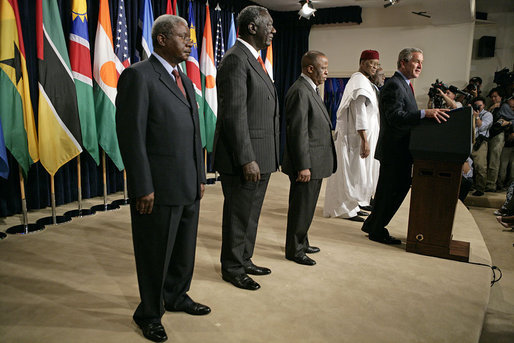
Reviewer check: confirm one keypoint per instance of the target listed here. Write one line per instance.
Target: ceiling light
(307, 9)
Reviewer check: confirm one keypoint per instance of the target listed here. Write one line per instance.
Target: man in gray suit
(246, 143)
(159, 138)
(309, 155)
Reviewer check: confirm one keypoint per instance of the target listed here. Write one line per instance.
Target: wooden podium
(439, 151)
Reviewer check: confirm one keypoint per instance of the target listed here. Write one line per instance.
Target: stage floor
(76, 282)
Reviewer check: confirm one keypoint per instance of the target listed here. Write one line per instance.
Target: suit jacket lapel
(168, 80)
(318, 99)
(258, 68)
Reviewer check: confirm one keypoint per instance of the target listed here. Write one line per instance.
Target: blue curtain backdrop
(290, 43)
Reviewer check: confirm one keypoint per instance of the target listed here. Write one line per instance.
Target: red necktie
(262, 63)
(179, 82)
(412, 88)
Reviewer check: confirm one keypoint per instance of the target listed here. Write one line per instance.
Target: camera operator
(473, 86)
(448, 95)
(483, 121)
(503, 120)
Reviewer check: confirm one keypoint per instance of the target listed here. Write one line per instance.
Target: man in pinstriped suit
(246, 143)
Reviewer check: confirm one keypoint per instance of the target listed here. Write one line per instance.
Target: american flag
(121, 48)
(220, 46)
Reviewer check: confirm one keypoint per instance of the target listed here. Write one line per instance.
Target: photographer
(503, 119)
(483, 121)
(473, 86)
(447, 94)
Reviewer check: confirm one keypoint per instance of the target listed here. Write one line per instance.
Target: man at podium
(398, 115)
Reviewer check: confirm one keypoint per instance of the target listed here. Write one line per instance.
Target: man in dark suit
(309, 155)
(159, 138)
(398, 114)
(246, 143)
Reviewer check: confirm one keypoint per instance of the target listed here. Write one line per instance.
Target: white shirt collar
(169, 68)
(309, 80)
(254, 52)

GIVEN PROBLEM
Print the listing above in full, exactly as written. Omit any pictures.

WORKED SOLUTION
Reviewer check: confirm one keypoint per instance of the target listed here. Write one line per instance.
Target: ceiling light
(307, 9)
Reviewer check: confirm one keypoint per instance of the target listed here. Write one line per instance.
Target: man in gray suit
(246, 143)
(159, 138)
(309, 155)
Reviewer check: confirm one keypoint per instance of the target listed here. Write one line per instance.
Target: wooden podium
(439, 151)
Reviewer check: confirm one keypoint per instance of the target listed here. Write one line per instance.
Target: stage floor
(76, 282)
Reviewer check: confirm one keypoint per instance of the target listed here. Write one line per instance.
Target: suit jacket lapel
(168, 80)
(318, 99)
(258, 68)
Reviewer check: confirm one keypoint per instance of the target listed here. Write one line per instance.
Target: blue curtain backdrop
(290, 43)
Reviewer check: confirm one keypoint per instance of the target listed here. Write one line per instance.
Target: red necktie
(262, 63)
(179, 82)
(412, 88)
Reviewer check: confirm one keypoint per instance of the target listed here. Write one line per instance.
Target: camera operator
(473, 86)
(448, 95)
(483, 121)
(503, 120)
Reviewer check: confirm one keypoint per instance of the target listed here. Write one line per instance.
Target: man in pinstriped suit
(246, 143)
Reviewer check: confirm one keypoint per instance of the target listed here. Write one line per instance.
Target: american flag
(121, 48)
(220, 46)
Reviewer check: confirm one keypoint per instance of the target listed here. Write one line per instance.
Target: photographer
(503, 119)
(483, 121)
(473, 86)
(447, 94)
Reviewer check: confirm one keypoint per instance of the target listed here. Write one line per instance.
Target: man at podium
(398, 115)
Reviewer check: confirm one keypoint per instance of the target listed here. Write one line per instance.
Target: man in dark suit
(309, 155)
(159, 138)
(398, 114)
(246, 143)
Reviewer check: confirm one keypoint per instance of the target listed here. Write one line per instance.
Target: white shirt collar
(169, 68)
(309, 80)
(254, 52)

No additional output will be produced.